### TEXT PASSAGE

- Microsoft has introduced a new wellness benefit program, giving employees $1,200 to spend each year.
- Employees can spend it on almost anything, even supplies for hobbies — just not nunchucks.
- Tech companies have had to rethink perks amid the pandemic as remote work increases burnout.
- Visit the Business section of Insider for more stories.
Microsoft just rolled out a new employee-wellness benefit program that lets employees expense as much as $1,200 per year on practically anything to support “physical, mental and emotional, and financial wellbeing” — from student-loan payments to seeds and plants for gardening and cooking classes, Insider has learned.
The new benefit program, called Perks Plus, expands and replaces Microsoft‘s previous Stay Fit wellness program, which let employees expense $800 for health and fitness-related purchases.
Perks Plus, which will roll out to many employees in its 166,000-person workforce across the globe throughout 2021 and early 2022, offers “broad categories of reimbursable items and services that are intended to be relevant, inclusive, and cover a larger range of life/career stages,” according to internal documents reviewed by Insider.
The program appears to significantly expand the kinds of purchases employees can expense, with notable exceptions including gaming consoles, sailboat berthing, and nonstanding desks. The program even allows employees to expense up to one rocking chair “per year.”
The documents make it clear that Microsoft is focusing on helping to promote positive mental and physical fitness: Bicycles are included, but electric scooters, planes, and other vehicles without a “fitness component” are not, and the rules specifically prohibit expensing guns, bows and arrows, swords, nunchucks, and weaponry in general.
Microsoft did not immediately respond to a request for more information.
The shift to remote work has changed how technology companies offer perks as tech-industry workers report feeling more burned out than before the pandemic, and not having everyone together in offices makes it more difficult to offer traditional workplace benefits. The rules also allow employees to expense a table-tennis setup but not other “table games” like foosball or air hockey.
Google, for example, is known for lavish perks including free food, massages, and on-site gyms at its offices. Early on in the pandemic, the company told employees they could not expense food or other perks such as home-office furniture and fitness subscriptions while working from home. Google has since offered $1,000 toward office furniture and explored new ways to attract employees, including by helping pay off student loans.
In addition to rethinking perks, Microsoft has introduced a more flexible work policy that will be place even after its offices reopen. Microsoft will offer greater flexibility in where and how often employees work, making part-time remote work standard for most employees, according to internal documents viewed by Insider.

######
### DATA TO EXAMINE

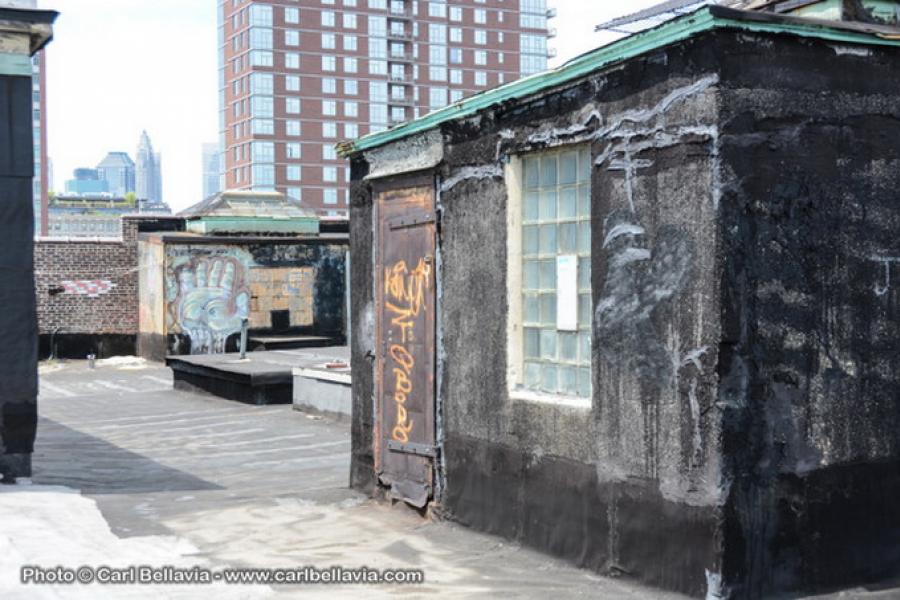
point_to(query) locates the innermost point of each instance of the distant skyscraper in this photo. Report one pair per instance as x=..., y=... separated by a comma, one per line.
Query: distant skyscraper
x=86, y=181
x=148, y=171
x=212, y=170
x=295, y=78
x=117, y=169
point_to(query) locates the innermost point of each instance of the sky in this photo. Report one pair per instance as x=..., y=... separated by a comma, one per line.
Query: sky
x=117, y=67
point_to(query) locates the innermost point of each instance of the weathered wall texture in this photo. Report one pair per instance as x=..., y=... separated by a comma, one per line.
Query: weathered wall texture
x=18, y=322
x=745, y=400
x=87, y=294
x=208, y=287
x=810, y=360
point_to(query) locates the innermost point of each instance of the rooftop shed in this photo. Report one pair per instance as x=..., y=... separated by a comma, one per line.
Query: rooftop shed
x=639, y=311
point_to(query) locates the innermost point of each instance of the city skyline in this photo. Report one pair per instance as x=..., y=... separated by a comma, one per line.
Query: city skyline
x=297, y=79
x=105, y=115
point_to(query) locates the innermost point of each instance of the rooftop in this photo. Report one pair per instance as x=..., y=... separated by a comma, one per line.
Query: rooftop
x=704, y=19
x=250, y=212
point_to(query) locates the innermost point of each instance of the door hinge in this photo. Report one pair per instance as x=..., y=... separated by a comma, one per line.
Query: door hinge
x=411, y=221
x=413, y=448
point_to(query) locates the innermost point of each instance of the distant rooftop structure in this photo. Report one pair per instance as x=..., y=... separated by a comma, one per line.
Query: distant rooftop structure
x=116, y=160
x=247, y=211
x=878, y=12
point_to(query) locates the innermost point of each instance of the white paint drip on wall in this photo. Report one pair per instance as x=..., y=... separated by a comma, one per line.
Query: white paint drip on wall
x=479, y=172
x=622, y=229
x=714, y=587
x=851, y=50
x=887, y=261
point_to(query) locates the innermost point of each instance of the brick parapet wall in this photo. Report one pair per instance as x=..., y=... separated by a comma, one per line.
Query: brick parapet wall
x=88, y=285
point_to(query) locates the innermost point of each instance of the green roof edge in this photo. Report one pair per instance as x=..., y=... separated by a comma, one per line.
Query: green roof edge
x=676, y=30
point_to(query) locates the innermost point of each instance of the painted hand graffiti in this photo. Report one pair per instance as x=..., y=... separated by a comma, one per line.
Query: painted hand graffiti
x=211, y=302
x=404, y=293
x=638, y=281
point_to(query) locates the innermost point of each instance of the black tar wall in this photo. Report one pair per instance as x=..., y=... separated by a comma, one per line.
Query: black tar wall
x=18, y=319
x=810, y=367
x=758, y=456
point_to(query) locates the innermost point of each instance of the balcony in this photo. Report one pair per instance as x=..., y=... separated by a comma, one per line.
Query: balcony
x=401, y=15
x=404, y=79
x=405, y=57
x=406, y=101
x=399, y=35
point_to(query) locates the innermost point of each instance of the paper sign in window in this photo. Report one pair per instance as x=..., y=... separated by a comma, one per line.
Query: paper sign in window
x=567, y=292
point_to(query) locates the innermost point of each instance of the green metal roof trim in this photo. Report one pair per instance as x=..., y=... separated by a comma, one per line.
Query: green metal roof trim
x=250, y=224
x=702, y=20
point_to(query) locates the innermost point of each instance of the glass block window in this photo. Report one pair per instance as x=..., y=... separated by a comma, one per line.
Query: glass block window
x=556, y=268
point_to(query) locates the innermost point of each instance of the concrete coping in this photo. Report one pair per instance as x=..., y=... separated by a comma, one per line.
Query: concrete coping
x=332, y=375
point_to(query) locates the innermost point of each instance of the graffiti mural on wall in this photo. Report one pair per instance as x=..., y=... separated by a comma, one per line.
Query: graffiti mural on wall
x=404, y=301
x=207, y=296
x=92, y=288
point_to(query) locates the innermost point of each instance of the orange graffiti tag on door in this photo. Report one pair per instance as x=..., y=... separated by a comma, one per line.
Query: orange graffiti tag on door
x=405, y=300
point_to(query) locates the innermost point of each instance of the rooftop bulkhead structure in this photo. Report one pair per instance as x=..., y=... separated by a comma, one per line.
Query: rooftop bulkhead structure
x=640, y=312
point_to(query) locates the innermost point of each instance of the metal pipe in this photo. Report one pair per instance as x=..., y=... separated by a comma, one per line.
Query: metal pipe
x=244, y=322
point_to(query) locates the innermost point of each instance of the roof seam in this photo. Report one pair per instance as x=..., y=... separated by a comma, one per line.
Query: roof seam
x=704, y=19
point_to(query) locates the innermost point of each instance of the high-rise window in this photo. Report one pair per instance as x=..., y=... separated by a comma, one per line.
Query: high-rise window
x=437, y=33
x=437, y=97
x=263, y=152
x=263, y=176
x=261, y=15
x=261, y=58
x=260, y=38
x=262, y=83
x=261, y=106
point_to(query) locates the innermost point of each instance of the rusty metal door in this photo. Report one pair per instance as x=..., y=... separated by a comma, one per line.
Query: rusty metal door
x=405, y=330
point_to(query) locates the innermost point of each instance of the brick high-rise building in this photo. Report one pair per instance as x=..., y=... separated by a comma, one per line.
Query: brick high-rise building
x=298, y=76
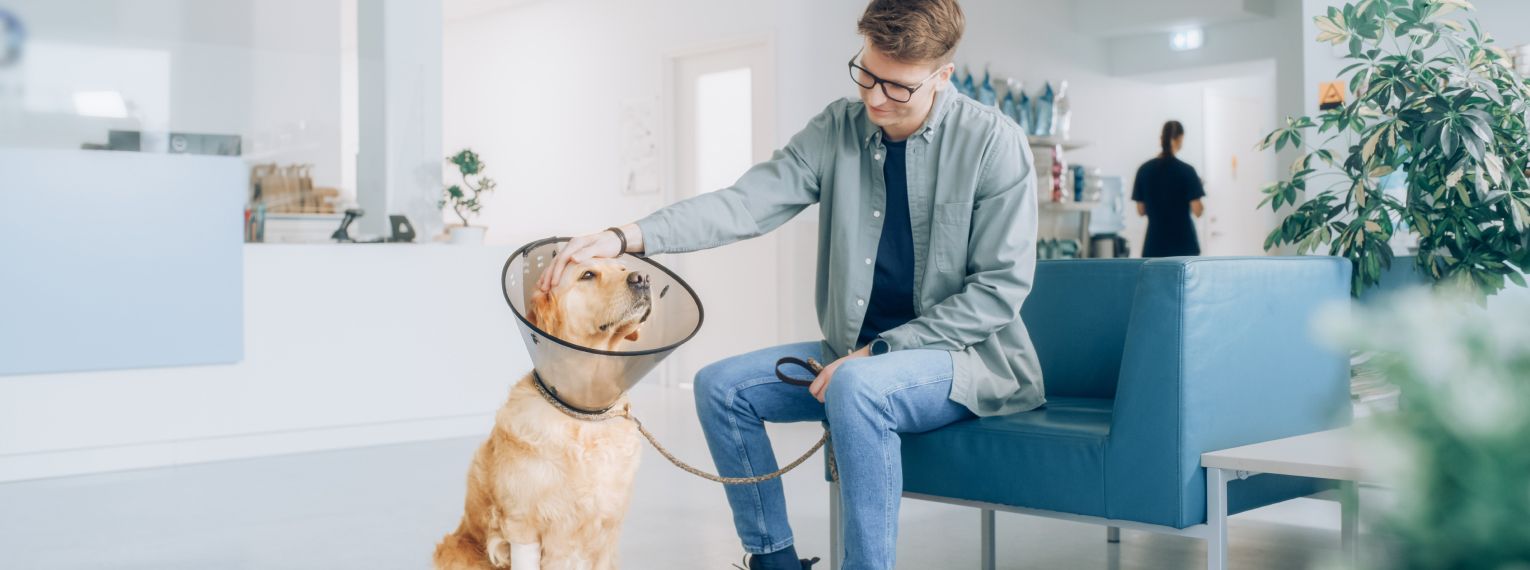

######

In the article on Microsoft's employee benefits above, please name the earlier wellness program that Perks Plus replaces.

Stay Fit